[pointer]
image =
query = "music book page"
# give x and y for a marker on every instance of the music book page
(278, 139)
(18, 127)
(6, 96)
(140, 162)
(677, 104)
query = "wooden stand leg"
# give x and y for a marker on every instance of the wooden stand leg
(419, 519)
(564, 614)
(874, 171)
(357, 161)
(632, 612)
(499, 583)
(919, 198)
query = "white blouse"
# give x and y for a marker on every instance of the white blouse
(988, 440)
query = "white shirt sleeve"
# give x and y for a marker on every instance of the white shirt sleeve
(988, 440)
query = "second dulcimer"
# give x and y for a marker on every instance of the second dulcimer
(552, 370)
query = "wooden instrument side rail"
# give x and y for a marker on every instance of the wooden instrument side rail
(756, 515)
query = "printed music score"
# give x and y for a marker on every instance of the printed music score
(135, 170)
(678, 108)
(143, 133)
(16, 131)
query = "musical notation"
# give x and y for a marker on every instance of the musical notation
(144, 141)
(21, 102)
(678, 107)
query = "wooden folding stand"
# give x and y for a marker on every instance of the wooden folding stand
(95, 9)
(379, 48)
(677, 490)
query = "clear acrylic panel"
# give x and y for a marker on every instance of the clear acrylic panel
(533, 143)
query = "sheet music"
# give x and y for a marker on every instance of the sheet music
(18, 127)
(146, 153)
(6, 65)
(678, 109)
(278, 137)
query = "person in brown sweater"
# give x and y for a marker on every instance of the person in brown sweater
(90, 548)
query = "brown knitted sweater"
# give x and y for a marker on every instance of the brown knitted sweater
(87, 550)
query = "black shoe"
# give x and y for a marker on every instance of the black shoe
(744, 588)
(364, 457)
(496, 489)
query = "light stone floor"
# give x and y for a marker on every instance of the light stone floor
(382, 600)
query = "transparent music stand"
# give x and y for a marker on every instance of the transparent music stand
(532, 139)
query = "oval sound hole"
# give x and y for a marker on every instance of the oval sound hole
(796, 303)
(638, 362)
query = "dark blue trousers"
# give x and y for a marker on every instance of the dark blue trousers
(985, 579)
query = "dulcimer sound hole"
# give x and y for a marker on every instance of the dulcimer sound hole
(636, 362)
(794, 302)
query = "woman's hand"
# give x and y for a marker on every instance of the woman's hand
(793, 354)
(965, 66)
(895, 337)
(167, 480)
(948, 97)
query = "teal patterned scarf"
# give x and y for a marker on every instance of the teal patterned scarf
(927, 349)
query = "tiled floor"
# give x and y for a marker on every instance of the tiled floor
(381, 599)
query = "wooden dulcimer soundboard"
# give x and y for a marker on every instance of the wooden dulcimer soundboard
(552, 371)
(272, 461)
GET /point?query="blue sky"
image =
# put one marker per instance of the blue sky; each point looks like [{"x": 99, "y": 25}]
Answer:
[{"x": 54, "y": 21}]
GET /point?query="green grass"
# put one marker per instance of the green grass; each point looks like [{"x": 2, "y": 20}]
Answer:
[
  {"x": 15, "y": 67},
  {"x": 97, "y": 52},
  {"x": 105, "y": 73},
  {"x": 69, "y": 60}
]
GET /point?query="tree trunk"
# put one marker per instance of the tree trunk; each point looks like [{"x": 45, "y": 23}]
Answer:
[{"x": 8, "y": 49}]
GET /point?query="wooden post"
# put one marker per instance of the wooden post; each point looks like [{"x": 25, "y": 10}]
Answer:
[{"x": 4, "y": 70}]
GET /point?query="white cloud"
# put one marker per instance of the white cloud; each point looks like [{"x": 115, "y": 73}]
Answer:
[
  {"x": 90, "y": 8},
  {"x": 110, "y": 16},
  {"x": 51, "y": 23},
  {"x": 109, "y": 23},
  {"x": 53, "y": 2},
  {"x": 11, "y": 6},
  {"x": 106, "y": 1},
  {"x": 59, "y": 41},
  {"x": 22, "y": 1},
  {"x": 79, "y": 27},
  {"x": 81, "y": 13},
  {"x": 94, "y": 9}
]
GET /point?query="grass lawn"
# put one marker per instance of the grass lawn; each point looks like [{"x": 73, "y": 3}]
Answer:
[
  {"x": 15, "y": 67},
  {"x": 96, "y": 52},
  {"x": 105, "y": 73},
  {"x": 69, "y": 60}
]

========================================================================

__PROBLEM DESCRIPTION__. Please count the lines in the records above that contain the string "instrument", treating uppercase and lowercase as different, and give only the number.

__ANSWER IN FULL__. 2